**Provided passage**
For Bhagwat, it was a complex design effort. It was not a simple remit to create “an indulgent art building” with an unlimited budget. It had to be both a corporate office and a stylish art museum.

You could say that Ahmedabad-based Bhagwat was just the man for the job. He isn’t the biggest name in the architectural trade. But his creations stand out for being highly novel structures.

He inherited part of the business from his father Prabhakar Bhagwat, the doyen of landscape architecture. But in the last eight years, the son has moved the landscape architecture company into the mainstream and has come out with a slew of pathbreaking work.

Now, Bhagwat’s juggling a varied portfolio. He’s doing Anupam and Lekha Poddar’s next hotel, Deviratna, in Jaipur. There’s another hotel for them in Kerala too.

Then, there’s the landscape for the 262-acre Calcutta Riverside project at Batanagar. Moreover, he’s expanding his oeuvre beyond individual homes and is now creating three housing projects with a difference around Ahmedabad.

Bhagwat’s also working on a weekend resort in mud. “We’re going to try and say that mud can be extremely urban as a statement,” he says. Also on the drawing-board are three educational institutions.

Bhagwat didn’t really plan to combine landscape and architecture. “I’ve always stayed away from the idea of being this one single designer who does everything. Design is about many energies coming together,” he says.

But as projects came in, he says, “We started building an interesting portfolio that’s fairly unique because not too many firms in India are doing both landscape and architecture, doing both reasonably well and doing each project differently.”

Anupam Poddar — the two became close friends after Bhagwat landscaped the Devigarh fort hotel — is all praise for the architect. “Aniket is clever about how he picks his projects so that he’ll learn something new from every one,” he says.

**To be done**
Please carry on the profile of architect Aniket Bhagwat from its last sentence, in the same style.

**Record list**

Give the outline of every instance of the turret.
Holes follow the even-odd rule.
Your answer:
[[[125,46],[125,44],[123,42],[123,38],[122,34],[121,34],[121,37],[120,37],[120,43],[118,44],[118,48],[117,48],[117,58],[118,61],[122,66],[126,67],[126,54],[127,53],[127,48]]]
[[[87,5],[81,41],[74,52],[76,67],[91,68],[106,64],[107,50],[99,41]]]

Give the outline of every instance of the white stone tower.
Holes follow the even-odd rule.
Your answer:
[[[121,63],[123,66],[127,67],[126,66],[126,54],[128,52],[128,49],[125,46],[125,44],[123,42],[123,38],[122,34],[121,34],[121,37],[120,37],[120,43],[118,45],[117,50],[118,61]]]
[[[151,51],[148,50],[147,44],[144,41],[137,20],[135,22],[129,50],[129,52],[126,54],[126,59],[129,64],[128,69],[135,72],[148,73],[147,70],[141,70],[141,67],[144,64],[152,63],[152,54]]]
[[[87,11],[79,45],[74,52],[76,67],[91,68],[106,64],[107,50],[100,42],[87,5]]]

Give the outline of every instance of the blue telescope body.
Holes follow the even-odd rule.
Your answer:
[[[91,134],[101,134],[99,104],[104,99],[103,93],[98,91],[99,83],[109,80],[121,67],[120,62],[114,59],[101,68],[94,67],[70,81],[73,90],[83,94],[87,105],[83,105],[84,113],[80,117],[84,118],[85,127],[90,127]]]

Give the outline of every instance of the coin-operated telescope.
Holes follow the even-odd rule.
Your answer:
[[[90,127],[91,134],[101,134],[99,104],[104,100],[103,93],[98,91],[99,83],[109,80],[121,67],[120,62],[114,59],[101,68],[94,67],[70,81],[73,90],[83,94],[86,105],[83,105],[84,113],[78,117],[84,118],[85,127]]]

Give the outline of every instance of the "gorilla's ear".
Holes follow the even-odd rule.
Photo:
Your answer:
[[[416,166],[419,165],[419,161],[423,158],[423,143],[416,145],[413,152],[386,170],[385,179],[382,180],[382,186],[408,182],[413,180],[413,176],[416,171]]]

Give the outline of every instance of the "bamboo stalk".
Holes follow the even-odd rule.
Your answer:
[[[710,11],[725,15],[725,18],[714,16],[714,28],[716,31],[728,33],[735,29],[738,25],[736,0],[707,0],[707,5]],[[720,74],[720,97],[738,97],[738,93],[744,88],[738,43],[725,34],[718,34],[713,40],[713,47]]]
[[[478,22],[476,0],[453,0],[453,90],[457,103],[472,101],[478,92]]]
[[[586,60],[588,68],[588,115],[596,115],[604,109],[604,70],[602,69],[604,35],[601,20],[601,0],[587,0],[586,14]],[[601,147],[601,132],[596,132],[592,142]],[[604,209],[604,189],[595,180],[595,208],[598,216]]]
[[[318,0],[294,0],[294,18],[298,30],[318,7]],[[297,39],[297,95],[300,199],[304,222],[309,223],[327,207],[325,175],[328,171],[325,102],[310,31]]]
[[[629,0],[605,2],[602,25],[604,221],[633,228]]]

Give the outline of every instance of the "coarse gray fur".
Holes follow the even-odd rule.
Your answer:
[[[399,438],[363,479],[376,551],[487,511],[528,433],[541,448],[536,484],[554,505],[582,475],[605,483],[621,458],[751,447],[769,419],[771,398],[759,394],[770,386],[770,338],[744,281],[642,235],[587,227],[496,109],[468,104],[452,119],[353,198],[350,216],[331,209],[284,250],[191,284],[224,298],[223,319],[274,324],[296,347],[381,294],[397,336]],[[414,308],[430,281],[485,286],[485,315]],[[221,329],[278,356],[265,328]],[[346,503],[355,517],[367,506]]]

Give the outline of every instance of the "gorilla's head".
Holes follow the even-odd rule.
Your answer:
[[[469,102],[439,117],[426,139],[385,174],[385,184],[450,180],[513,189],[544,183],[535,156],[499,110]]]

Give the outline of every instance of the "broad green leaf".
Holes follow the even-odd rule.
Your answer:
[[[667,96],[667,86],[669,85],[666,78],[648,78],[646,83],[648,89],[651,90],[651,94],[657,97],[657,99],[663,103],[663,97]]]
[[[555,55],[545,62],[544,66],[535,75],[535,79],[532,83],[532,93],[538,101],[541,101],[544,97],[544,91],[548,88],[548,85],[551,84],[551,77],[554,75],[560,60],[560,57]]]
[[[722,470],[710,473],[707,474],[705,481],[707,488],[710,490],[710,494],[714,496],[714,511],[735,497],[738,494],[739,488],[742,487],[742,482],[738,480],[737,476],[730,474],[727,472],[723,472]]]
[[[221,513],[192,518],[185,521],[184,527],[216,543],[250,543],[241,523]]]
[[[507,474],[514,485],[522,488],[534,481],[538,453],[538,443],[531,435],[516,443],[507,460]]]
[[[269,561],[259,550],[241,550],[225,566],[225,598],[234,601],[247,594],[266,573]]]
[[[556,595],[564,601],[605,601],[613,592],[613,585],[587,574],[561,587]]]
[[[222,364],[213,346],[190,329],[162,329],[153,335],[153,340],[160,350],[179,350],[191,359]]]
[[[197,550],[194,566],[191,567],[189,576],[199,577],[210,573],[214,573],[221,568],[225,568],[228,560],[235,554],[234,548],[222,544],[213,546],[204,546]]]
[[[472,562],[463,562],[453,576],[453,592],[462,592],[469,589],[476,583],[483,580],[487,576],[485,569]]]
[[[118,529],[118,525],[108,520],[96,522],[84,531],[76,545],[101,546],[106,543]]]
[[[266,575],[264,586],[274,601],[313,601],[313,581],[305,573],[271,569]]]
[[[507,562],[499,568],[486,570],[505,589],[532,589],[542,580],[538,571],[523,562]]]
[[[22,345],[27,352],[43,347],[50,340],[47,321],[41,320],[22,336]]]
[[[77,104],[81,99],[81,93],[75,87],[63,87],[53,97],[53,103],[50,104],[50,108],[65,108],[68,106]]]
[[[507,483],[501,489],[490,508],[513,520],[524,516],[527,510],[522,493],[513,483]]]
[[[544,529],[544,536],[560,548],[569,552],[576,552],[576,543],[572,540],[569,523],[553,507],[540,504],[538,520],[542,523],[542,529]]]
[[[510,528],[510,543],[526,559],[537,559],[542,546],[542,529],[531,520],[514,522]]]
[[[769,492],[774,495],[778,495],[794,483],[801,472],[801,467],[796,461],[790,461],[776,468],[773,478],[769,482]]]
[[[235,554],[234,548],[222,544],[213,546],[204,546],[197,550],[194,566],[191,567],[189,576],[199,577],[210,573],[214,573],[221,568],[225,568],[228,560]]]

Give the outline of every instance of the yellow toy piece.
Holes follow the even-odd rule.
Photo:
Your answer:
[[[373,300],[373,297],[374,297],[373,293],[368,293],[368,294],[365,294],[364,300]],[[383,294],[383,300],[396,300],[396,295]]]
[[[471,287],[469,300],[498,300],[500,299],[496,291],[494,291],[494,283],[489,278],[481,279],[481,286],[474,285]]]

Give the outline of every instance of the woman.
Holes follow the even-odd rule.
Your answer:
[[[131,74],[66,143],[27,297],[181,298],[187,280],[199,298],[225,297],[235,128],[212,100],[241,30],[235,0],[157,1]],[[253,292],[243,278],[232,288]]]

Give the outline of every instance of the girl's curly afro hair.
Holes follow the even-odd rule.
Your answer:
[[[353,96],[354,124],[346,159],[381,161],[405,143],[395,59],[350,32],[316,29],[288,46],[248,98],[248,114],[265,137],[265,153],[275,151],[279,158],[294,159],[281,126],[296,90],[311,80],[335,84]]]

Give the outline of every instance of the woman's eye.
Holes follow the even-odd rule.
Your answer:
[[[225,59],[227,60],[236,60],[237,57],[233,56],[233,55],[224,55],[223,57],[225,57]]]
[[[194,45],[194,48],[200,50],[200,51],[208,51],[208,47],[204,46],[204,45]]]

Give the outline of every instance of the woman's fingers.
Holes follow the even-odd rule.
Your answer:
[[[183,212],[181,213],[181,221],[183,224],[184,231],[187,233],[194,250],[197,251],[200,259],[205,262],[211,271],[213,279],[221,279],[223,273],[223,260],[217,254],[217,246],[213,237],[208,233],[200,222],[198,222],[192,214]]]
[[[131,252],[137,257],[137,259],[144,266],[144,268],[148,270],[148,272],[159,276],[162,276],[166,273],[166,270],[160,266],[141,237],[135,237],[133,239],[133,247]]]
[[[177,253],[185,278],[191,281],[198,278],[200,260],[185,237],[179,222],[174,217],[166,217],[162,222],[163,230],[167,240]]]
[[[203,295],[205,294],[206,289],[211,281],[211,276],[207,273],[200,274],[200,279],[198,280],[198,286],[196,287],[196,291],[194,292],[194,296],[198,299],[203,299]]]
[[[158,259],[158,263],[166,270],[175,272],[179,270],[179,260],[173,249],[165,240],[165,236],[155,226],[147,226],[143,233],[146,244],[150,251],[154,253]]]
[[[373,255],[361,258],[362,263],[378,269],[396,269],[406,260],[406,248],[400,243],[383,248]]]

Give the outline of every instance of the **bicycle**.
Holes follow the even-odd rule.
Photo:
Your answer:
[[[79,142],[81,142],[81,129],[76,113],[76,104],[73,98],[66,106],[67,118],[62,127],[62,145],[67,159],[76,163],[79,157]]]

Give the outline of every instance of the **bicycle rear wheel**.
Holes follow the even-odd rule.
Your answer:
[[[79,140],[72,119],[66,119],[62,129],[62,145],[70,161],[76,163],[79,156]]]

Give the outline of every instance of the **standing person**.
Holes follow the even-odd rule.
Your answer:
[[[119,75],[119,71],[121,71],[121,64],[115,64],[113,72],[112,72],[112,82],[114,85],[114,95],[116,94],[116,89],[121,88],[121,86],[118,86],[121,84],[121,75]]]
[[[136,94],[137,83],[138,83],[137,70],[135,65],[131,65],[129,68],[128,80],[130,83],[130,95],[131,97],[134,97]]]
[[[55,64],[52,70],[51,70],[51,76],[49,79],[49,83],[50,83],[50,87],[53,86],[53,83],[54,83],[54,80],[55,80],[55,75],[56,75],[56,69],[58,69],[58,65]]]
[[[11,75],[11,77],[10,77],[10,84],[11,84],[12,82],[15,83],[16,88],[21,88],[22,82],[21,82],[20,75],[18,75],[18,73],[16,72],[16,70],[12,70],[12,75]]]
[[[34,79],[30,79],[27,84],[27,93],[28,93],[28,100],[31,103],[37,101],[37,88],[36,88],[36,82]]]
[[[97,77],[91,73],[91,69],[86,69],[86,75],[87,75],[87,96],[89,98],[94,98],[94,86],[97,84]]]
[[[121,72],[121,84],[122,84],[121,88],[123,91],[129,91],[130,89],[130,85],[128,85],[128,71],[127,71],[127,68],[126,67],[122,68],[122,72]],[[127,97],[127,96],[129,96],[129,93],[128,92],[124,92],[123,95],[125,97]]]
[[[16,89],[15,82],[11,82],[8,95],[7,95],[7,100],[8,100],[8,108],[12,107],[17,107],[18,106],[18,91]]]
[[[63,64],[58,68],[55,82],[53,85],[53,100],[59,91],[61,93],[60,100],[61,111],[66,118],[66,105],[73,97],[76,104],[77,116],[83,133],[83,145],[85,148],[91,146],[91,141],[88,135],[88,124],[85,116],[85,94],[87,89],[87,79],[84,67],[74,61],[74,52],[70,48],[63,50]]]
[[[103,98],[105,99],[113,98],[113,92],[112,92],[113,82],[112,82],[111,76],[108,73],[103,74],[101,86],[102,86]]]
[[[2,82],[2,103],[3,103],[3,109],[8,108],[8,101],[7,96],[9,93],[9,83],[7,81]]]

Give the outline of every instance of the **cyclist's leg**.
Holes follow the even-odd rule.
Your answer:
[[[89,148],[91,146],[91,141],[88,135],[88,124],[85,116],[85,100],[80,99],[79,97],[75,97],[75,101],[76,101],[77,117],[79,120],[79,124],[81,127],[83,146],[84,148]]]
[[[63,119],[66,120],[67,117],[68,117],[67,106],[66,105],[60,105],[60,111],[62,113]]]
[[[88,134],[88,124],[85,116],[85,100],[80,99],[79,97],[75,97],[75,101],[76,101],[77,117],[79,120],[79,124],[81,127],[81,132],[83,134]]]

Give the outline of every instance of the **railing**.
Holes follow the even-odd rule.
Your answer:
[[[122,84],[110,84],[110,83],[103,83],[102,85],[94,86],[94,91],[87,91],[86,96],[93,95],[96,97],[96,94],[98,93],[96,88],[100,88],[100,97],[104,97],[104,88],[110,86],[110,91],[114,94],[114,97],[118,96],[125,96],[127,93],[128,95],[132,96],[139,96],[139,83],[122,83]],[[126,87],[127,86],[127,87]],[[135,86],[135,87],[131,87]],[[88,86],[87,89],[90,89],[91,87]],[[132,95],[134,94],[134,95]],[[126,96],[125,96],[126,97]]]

**Final result**
He chose Bhagwat for the Sirpur project because, he says: “I was intrigued by Aniket’s work as it was modern and yet timeless. His buildings were taking a step forward without being gimmicky. He’s respectful of material, of nature and of the people who’ll use the spaces.”

Architect Samira Rathod, who did the interiors on Bhagwat’s recent Jariwala House and Half Way Retreat (HWR) projects in Ahmedabad, believes Bhagwat’s work has an “unsurpassed rigour”. “There’s a fearlessness in Aniket. He’s not worried about others’ opinions or scared of failure. That self-confidence shines through his projects,” she says.

Nor does he shy away from challenges. The Sirpur building, for instance, went through two contractors because of its complexities. Finally Bhagwat took over himself and Poddar virtually became the “site supervisor”.

The two make a “great team” now, but it didn’t start like that. Bhagwat says he initially dismissed Poddar as a “spoilt rich kid” when they first met at Devigarh — until Poddar showed that he wouldn’t accept anything but the best.

“We were all standing looking down at what I’d planted in the lower court. Everyone was making polite noises. Then Anupam said, ‘I don’t know what’s the big deal, this looks like any cheap Delhi farmhouse.’ I could have thrown him from a 100ft down. But he made sense. So I thought about it for five minutes and then ripped it all apart,” recounts Bhagwat.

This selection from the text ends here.